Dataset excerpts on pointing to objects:
>> Start

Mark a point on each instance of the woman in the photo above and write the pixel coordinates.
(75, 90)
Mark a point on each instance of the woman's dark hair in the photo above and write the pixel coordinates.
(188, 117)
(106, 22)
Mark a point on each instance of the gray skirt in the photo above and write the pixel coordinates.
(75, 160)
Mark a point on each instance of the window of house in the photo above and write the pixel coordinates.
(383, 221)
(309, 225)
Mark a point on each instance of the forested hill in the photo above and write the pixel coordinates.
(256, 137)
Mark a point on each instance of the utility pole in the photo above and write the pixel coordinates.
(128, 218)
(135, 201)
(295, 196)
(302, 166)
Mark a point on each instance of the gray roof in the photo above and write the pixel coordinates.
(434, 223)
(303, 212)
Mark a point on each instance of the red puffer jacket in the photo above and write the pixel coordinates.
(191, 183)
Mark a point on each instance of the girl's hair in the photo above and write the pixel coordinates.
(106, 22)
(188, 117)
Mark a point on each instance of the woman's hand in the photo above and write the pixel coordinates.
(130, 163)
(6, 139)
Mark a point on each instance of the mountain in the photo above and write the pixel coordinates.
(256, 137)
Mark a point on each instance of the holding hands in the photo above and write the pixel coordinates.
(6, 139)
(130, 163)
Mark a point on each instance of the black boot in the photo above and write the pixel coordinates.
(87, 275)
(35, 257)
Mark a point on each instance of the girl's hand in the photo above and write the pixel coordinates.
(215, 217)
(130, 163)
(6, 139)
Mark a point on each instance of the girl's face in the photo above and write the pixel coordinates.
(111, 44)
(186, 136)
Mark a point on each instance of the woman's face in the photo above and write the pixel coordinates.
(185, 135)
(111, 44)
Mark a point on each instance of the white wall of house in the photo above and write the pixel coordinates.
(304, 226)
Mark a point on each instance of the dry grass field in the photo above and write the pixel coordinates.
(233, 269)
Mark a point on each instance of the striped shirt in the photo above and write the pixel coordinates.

>> End

Requirements:
Lay out every line of the records above as a numbered list, omitting any blank lines.

Reply:
1. Mark a point on each instance of the woman in the photo above and write the pixel coordinates.
2. (75, 90)
3. Mark a point on each instance of the woman's dark hair in the photo above and write the pixel coordinates.
4. (188, 117)
5. (106, 22)
6. Mark a point on each instance of the gray skirt in the photo above and write the pixel coordinates.
7. (75, 160)
8. Mark a point on each instance of the window of house in the photo above and write the pixel coordinates.
9. (383, 221)
10. (309, 225)
11. Mark a point on each instance of the forested hill in the photo above and write the pixel coordinates.
12. (256, 137)
13. Mark a point on each instance of the utility pole in the photo above and write the pixel coordinates.
14. (128, 218)
15. (135, 201)
16. (295, 196)
17. (302, 166)
18. Mark a point on each instance of the gray roof in the photo above and write the pixel coordinates.
19. (434, 223)
20. (303, 212)
21. Mark a point on each instance of the red puffer jacket in the photo above and write the pixel coordinates.
22. (191, 183)
23. Mark a point on each instance of the girl's hair in the photo above and write the pixel coordinates.
24. (106, 22)
25. (188, 117)
26. Mark a point on each instance of the woman's hand in the photo above and write the pixel coordinates.
27. (130, 163)
28. (6, 139)
29. Mark a point on each instance of the mountain in the photo above and write the pixel coordinates.
30. (256, 137)
31. Mark a point on each instance of the holding hands in the photo above and write the pixel coordinates.
32. (6, 139)
33. (130, 163)
34. Mark a point on each instance of the black boot in the photo above and write the pixel coordinates.
35. (87, 275)
36. (35, 257)
37. Mark a point on each instance of the girl's hand in the photo above and write the pixel coordinates.
38. (215, 217)
39. (130, 163)
40. (6, 139)
41. Mark a point on each instance of the girl's face in the photo above and write the pixel coordinates.
42. (111, 44)
43. (186, 136)
44. Mark a point on each instance of the woman's face in the photo above and write the pixel coordinates.
45. (185, 135)
46. (111, 44)
47. Mark a point on each instance of the white wall of house in the photo above and write the pixel coordinates.
48. (304, 226)
49. Mark a point on each instance of the dry grass field in the photo above and write the pixel coordinates.
50. (233, 269)
51. Mark a point on each instance of the striped shirt in the photo above and write the pixel coordinates.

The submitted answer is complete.